● **GIVEN EXERCISE**: Convert every line of the data below into a JSON list of strings, one string per line, leaving out any blank lines.

● **STORED RECORDS**:
★ ★ ★ ★

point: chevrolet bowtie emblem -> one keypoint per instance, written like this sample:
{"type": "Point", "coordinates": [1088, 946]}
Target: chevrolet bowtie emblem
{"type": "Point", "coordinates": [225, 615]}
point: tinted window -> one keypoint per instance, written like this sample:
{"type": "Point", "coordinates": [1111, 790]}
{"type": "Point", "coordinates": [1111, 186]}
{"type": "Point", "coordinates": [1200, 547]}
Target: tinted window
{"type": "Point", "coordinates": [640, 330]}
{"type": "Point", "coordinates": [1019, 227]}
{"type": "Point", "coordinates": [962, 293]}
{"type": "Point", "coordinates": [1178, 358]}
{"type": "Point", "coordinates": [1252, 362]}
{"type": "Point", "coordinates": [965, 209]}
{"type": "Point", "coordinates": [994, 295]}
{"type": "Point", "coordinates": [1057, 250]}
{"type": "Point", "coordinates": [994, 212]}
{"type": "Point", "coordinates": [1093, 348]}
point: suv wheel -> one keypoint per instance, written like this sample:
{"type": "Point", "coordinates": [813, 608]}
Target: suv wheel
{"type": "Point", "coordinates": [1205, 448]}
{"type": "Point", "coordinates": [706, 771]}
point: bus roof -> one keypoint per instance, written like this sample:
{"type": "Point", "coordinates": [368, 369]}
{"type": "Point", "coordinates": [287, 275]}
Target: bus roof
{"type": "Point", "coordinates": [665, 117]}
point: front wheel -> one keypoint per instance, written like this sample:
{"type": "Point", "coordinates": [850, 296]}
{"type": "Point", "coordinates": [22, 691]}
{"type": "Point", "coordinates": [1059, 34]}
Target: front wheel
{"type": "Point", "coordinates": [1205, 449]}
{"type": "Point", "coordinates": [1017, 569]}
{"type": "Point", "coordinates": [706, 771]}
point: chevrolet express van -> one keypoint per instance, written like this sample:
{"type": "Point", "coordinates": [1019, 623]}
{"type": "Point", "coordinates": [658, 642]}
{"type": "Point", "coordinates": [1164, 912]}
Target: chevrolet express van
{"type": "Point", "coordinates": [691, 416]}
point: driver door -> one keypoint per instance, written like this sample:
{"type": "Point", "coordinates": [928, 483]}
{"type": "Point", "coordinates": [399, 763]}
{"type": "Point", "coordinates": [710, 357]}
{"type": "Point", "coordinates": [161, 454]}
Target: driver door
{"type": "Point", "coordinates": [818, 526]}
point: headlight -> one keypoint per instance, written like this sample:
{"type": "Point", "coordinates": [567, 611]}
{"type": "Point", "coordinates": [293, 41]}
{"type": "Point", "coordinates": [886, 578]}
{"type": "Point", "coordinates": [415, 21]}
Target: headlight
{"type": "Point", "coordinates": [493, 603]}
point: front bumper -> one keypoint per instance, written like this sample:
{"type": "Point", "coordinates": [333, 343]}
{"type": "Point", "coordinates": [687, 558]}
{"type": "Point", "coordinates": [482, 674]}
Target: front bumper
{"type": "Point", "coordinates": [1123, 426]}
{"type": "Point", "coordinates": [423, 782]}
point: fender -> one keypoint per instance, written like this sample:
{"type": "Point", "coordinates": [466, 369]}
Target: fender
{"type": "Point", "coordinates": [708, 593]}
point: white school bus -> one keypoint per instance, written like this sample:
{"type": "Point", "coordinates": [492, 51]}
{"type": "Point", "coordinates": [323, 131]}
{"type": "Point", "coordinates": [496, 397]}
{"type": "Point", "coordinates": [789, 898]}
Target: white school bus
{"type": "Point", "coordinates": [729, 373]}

★ ★ ★ ★

● **THE ANSWER**:
[
  "point: chevrolet bowtie emblem -> one keypoint per instance, written like this sample:",
  "{\"type\": \"Point\", \"coordinates\": [1088, 946]}",
  "Target: chevrolet bowtie emblem",
  "{\"type\": \"Point\", \"coordinates\": [225, 615]}",
  "point: tinted window -> one keypoint per instance, written like this sample:",
  "{\"type\": \"Point\", \"coordinates\": [1111, 790]}",
  "{\"type\": \"Point\", \"coordinates\": [1111, 186]}",
  "{\"type\": \"Point\", \"coordinates\": [1200, 547]}",
  "Target: tinted window",
  "{\"type\": \"Point\", \"coordinates\": [640, 330]}",
  "{\"type\": \"Point\", \"coordinates\": [1019, 227]}",
  "{\"type\": \"Point\", \"coordinates\": [962, 293]}",
  "{\"type\": \"Point\", \"coordinates\": [1178, 358]}",
  "{\"type\": \"Point\", \"coordinates\": [1252, 362]}",
  "{\"type\": \"Point\", \"coordinates\": [965, 209]}",
  "{\"type\": \"Point\", \"coordinates\": [994, 295]}",
  "{\"type\": \"Point\", \"coordinates\": [1057, 250]}",
  "{\"type\": \"Point\", \"coordinates\": [994, 212]}",
  "{\"type\": \"Point\", \"coordinates\": [1093, 348]}",
  "point: suv wheel -> one keypoint per instance, written like this sample:",
  "{\"type\": \"Point\", \"coordinates\": [813, 608]}",
  "Target: suv wheel",
  "{\"type\": \"Point\", \"coordinates\": [1205, 448]}",
  "{\"type\": \"Point\", \"coordinates\": [706, 771]}",
  "point: bus roof -> one keypoint per instance, written like this sample:",
  "{\"type\": \"Point\", \"coordinates\": [368, 369]}",
  "{\"type\": \"Point\", \"coordinates\": [287, 275]}",
  "Target: bus roof",
  "{\"type\": \"Point\", \"coordinates\": [665, 117]}",
  "point: front wheel -> one keypoint per instance, written like this sample:",
  "{\"type\": \"Point\", \"coordinates\": [850, 296]}",
  "{\"type\": \"Point\", \"coordinates\": [22, 691]}",
  "{\"type\": \"Point\", \"coordinates\": [1059, 34]}",
  "Target: front wheel",
  "{\"type\": \"Point\", \"coordinates\": [1205, 449]}",
  "{\"type\": \"Point\", \"coordinates\": [1017, 569]}",
  "{\"type\": \"Point\", \"coordinates\": [706, 771]}",
  "point: chevrolet express van -> one keypoint per instance, written like this sample:",
  "{\"type\": \"Point\", \"coordinates\": [1019, 623]}",
  "{\"type\": \"Point\", \"coordinates\": [658, 642]}",
  "{\"type\": \"Point\", \"coordinates\": [1164, 912]}",
  "Target: chevrolet express van",
  "{\"type\": \"Point\", \"coordinates\": [691, 416]}",
  "point: driver door -> one keypoint per instance, written like this sample:",
  "{\"type\": \"Point\", \"coordinates\": [928, 483]}",
  "{\"type\": \"Point\", \"coordinates\": [399, 763]}",
  "{\"type\": \"Point\", \"coordinates\": [710, 357]}",
  "{\"type\": \"Point\", \"coordinates\": [161, 454]}",
  "Target: driver door",
  "{\"type\": \"Point\", \"coordinates\": [818, 526]}",
  "point: headlight -> one keypoint per instance, written like this sample:",
  "{\"type\": \"Point\", \"coordinates\": [567, 611]}",
  "{\"type\": \"Point\", \"coordinates\": [293, 41]}",
  "{\"type\": \"Point\", \"coordinates\": [886, 578]}",
  "{\"type\": \"Point\", \"coordinates\": [415, 21]}",
  "Target: headlight",
  "{\"type\": \"Point\", \"coordinates\": [493, 603]}",
  "point: front bumper -> one keypoint per instance, written like this sample:",
  "{\"type\": \"Point\", \"coordinates\": [333, 343]}",
  "{\"type\": \"Point\", \"coordinates\": [687, 558]}",
  "{\"type\": \"Point\", \"coordinates\": [482, 674]}",
  "Target: front bumper",
  "{\"type\": \"Point\", \"coordinates\": [1123, 426]}",
  "{\"type\": \"Point\", \"coordinates\": [423, 782]}",
  "point: fender -> one keypoint per instance, written like this sample:",
  "{\"type\": \"Point\", \"coordinates\": [466, 369]}",
  "Target: fender",
  "{\"type\": \"Point\", \"coordinates\": [708, 593]}",
  "point: white school bus -> one keypoint per instance, written like this sample:",
  "{\"type\": \"Point\", \"coordinates\": [492, 51]}",
  "{\"type\": \"Point\", \"coordinates\": [323, 131]}",
  "{\"type\": \"Point\", \"coordinates\": [496, 397]}",
  "{\"type\": \"Point\", \"coordinates\": [789, 898]}",
  "Target: white school bus",
  "{\"type\": \"Point\", \"coordinates\": [729, 373]}"
]